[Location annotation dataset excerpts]
◆ ◆ ◆ ◆ ◆ ◆ ◆

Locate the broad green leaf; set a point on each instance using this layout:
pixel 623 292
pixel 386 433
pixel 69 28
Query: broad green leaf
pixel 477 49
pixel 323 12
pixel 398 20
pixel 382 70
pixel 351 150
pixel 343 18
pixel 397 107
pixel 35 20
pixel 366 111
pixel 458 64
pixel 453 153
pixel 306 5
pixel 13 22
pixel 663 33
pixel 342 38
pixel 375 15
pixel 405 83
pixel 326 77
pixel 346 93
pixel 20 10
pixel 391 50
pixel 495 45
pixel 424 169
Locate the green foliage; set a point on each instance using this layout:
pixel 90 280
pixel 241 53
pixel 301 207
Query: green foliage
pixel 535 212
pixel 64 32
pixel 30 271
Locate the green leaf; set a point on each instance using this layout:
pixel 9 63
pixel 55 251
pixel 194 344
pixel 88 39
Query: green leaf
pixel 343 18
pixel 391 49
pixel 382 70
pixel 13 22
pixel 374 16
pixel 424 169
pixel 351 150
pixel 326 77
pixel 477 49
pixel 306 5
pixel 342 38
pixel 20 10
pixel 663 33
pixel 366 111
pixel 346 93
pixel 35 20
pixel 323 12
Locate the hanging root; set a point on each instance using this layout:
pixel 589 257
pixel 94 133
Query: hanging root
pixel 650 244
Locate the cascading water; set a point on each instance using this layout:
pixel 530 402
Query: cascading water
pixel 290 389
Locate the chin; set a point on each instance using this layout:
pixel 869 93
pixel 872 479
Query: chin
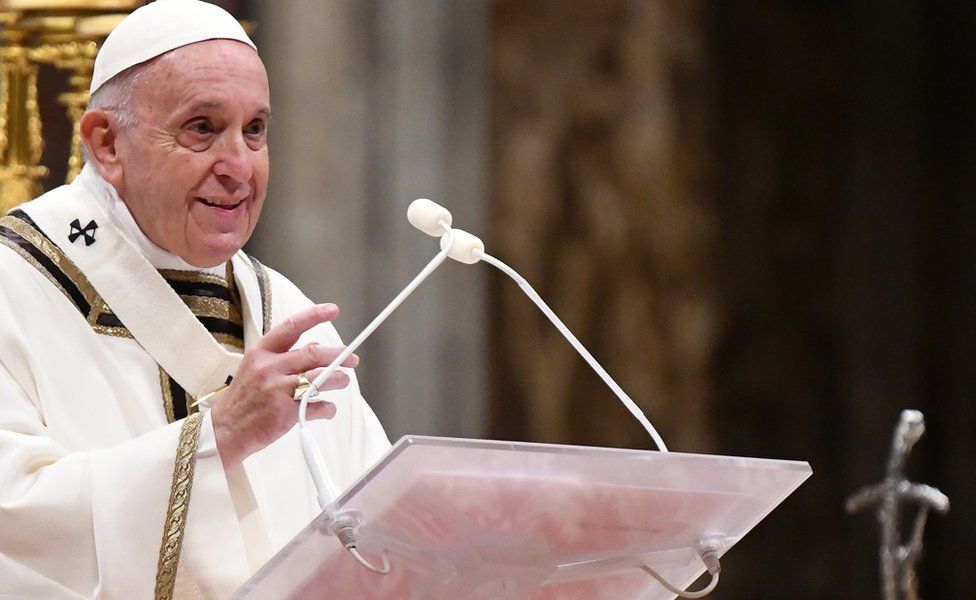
pixel 213 256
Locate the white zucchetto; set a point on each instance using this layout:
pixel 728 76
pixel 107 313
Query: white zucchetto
pixel 159 27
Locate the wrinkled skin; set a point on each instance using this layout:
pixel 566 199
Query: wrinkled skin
pixel 192 167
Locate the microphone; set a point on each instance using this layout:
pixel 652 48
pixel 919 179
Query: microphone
pixel 462 246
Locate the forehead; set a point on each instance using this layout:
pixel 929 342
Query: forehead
pixel 214 71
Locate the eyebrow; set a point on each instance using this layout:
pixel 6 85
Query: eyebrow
pixel 200 106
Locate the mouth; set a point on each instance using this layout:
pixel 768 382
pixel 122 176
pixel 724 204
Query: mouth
pixel 225 205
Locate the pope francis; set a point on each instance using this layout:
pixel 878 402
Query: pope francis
pixel 148 366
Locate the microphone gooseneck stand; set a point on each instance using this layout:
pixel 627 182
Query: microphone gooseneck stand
pixel 435 220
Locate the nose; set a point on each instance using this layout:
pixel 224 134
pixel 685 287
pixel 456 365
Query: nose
pixel 233 165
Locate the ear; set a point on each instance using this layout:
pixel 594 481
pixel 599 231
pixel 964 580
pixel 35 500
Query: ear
pixel 99 136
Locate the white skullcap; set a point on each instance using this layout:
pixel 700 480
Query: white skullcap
pixel 159 27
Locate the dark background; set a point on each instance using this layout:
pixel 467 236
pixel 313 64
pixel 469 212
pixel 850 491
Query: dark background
pixel 831 145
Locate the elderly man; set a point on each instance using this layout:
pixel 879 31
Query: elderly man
pixel 126 300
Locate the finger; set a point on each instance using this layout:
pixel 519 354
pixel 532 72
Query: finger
pixel 284 335
pixel 336 381
pixel 312 356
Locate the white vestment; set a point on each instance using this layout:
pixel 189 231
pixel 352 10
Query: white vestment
pixel 88 455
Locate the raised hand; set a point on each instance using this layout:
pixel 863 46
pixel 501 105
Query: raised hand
pixel 259 406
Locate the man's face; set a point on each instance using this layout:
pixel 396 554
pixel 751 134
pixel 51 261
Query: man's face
pixel 195 160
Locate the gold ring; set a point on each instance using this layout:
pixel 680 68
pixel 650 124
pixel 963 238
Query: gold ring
pixel 303 385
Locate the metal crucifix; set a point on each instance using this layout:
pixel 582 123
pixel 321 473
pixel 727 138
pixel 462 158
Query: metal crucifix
pixel 897 560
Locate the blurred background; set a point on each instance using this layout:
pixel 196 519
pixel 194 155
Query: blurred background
pixel 756 214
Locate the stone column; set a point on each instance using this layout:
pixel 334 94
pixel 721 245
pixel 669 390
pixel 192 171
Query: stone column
pixel 376 104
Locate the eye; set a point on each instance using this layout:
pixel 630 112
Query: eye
pixel 256 128
pixel 200 127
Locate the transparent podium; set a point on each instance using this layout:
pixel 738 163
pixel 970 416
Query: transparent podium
pixel 493 520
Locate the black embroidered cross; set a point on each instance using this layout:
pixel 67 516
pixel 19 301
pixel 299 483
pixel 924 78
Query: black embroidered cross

◆ ◆ ◆ ◆ ◆ ◆ ◆

THE EXERCISE: In the records above, find the line containing "Locate the white skullcap;"; please retype it and every line after it through the last line, exactly and with nothing else.

SOLUTION FOR THIS PROBLEM:
Locate the white skullcap; set a point on each instance using this layout:
pixel 700 480
Query: white skullcap
pixel 159 27
Locate the dark background; set a point on each instance using this layout:
pixel 467 236
pixel 313 64
pixel 469 212
pixel 850 491
Query: dark background
pixel 831 145
Locate the elderly man; set a point on each instance using this layout:
pixel 879 31
Query: elderly man
pixel 126 300
Locate the finger; set a point on each instance using this layout:
pixel 519 354
pixel 532 72
Query: finger
pixel 284 335
pixel 336 381
pixel 312 356
Locate the white vestment; set a point on each instance using this layout:
pixel 189 231
pixel 352 10
Query: white vestment
pixel 88 455
Locate the raised hand; set a point on each instance using this layout:
pixel 863 46
pixel 501 105
Query: raised hand
pixel 259 406
Locate the man's face; set a point on each instance using this layout:
pixel 396 554
pixel 751 134
pixel 51 261
Query: man's face
pixel 195 160
Locate the gold ring; set a point on each instance using this layout:
pixel 680 68
pixel 650 124
pixel 963 238
Query: gold ring
pixel 303 385
Locate the metal crucifix; set a point on each instance using this layout:
pixel 582 123
pixel 321 473
pixel 727 138
pixel 462 158
Query: metal crucifix
pixel 897 560
Locate the blurred background; set a point on each instance using this layout:
pixel 196 519
pixel 194 155
Query: blurred background
pixel 756 214
Locate the stone column; set a point on each instance using this layout:
pixel 334 94
pixel 721 245
pixel 669 390
pixel 192 171
Query: stone column
pixel 376 104
Locate the eye; set a point on each instance using this layout:
pixel 630 112
Query: eye
pixel 256 128
pixel 200 127
Locate the transparent podium; set a point on each instance using this layout:
pixel 738 163
pixel 970 416
Query: transparent podium
pixel 493 520
Locate the black embroidered cross; set a point on each instance using this layout:
pixel 67 516
pixel 19 301
pixel 299 483
pixel 924 78
Query: black embroidered cross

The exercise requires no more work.